- **SOURCE RECORDS**
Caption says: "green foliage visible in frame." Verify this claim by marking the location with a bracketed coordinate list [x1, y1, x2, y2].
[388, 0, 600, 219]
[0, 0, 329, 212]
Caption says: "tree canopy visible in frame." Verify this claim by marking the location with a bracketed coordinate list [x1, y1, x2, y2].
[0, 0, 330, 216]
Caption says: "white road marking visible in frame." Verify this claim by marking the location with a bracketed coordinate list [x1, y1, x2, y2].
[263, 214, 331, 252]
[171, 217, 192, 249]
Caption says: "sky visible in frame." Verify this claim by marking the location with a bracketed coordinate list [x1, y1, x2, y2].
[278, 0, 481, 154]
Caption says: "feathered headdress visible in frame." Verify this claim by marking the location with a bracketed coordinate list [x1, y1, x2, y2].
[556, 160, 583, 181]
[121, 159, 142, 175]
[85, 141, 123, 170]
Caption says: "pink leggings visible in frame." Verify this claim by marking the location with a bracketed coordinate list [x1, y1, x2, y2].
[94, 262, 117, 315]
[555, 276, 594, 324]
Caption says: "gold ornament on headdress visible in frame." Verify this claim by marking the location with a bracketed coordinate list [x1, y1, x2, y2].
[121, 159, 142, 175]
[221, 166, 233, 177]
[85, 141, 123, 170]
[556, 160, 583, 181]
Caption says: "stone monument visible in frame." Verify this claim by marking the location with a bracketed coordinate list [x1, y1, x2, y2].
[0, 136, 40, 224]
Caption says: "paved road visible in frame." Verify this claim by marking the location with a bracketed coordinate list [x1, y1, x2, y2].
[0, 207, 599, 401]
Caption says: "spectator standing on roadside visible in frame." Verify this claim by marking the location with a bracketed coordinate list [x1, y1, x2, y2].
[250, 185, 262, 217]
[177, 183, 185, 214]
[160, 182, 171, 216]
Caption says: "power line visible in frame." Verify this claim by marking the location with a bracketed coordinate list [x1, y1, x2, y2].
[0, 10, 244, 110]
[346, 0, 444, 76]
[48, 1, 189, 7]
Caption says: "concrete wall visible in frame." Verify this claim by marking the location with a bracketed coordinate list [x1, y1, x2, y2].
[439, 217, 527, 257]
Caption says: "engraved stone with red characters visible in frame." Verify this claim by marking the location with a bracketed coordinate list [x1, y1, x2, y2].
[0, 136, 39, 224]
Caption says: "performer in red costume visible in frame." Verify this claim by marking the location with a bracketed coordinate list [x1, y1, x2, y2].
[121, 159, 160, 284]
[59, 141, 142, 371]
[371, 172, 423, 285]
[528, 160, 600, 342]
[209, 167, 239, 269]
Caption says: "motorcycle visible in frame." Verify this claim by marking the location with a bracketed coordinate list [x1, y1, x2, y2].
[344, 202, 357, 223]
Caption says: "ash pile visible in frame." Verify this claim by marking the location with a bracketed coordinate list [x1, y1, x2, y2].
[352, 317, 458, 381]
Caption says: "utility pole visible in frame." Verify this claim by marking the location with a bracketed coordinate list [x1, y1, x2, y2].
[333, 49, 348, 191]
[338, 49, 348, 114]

- **WHAT YOU HAVE TO DO**
Rewrite the listing above so that every "visible in frame" becomes "shown in the picture", keeping everything else the same.

- **THE RESPONSE**
Caption says: "green foliage shown in the picture." Verify this claim by marking the location with a bracketed coordinate list [x1, y1, x2, y2].
[388, 0, 600, 219]
[0, 0, 329, 212]
Caption says: "tree canopy shown in the picture." Verify this claim by marking the location with a bracketed coordinate list [x1, y1, x2, y2].
[0, 0, 330, 216]
Caption says: "white road marking shown in the picture." Verify this claim by marking the location with a bracketed coordinate list [x1, y1, x2, y2].
[263, 214, 331, 252]
[171, 217, 192, 249]
Caption says: "sky shown in the picture." Verify this claim by marking the location with a bracketed coordinate list [x1, y1, x2, y2].
[278, 0, 481, 154]
Caption says: "feathered headdress shown in the picture." Verify this claim by marking the location with a bracketed coordinate list [x1, y1, x2, y2].
[556, 160, 583, 181]
[121, 159, 142, 175]
[85, 141, 123, 170]
Caption says: "pink leggings shown in the picture." Verify this claim by marking the location with a bracketed coordinate list [x1, y1, x2, y2].
[94, 262, 117, 315]
[555, 276, 594, 324]
Caption says: "gold ornament on headdress shown in the picture." Verify this claim by marking the location with a bracketed coordinate list [x1, y1, x2, y2].
[121, 159, 142, 175]
[221, 166, 233, 177]
[85, 141, 123, 170]
[556, 160, 583, 181]
Caption says: "stone monument shown in the picture." Verify this claim by marking the location with a bracketed coordinate list [x1, y1, x2, y2].
[0, 136, 40, 224]
Caption says: "paved road shown in the picture." Verify this claim by marking the location with a bracketed coordinate list [x1, y1, x2, y2].
[0, 207, 599, 401]
Caption says: "spectator standing on roadside shown in the picture." Verify this claim by marking the location with a bracketed coordinate list [x1, y1, x2, y2].
[250, 185, 262, 217]
[177, 183, 185, 214]
[160, 182, 171, 216]
Caption says: "power line shown in the picture." Verify this claim by marking the location with a bracketed coordinate list [x1, y1, x2, y2].
[0, 10, 244, 110]
[346, 0, 444, 76]
[48, 1, 189, 7]
Caption says: "concrete wall shown in the picture." Verify this claim by marking the location with a bracketed coordinate list [x1, y1, x2, y2].
[439, 217, 527, 257]
Caption says: "engraved stone with red characters shown in the picture." Verify this claim by marking the location with a bracketed coordinate list [x1, y1, x2, y2].
[0, 136, 39, 224]
Caption says: "performer in red costume shown in the picture." Verify this claim by marking the location with a bracketed coordinate list [x1, y1, x2, y2].
[121, 159, 160, 284]
[59, 141, 142, 371]
[371, 172, 423, 285]
[528, 160, 600, 342]
[209, 167, 239, 269]
Caption says: "motorcycle shown in the picture." Verify this claim by marking the location with a bracketed coordinate list [x1, y1, x2, y2].
[344, 202, 357, 223]
Caption says: "ash pile shown in the picture." Verify this claim by marking the location with a bracketed coordinate list [x1, y1, x2, y2].
[352, 317, 458, 381]
Caption says: "utility pole shown in the picture." Verify this claim by marking the location with a bracketed coordinate list [x1, y1, x2, y2].
[333, 49, 348, 191]
[338, 49, 348, 114]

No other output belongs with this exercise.